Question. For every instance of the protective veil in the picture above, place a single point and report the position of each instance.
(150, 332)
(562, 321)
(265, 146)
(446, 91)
────
Could you output the whole listing above again, line for line and unchanged?

Question. For every instance of the protective veil in the picture above, place a single point and report the position of each instance.
(150, 332)
(562, 321)
(265, 146)
(446, 91)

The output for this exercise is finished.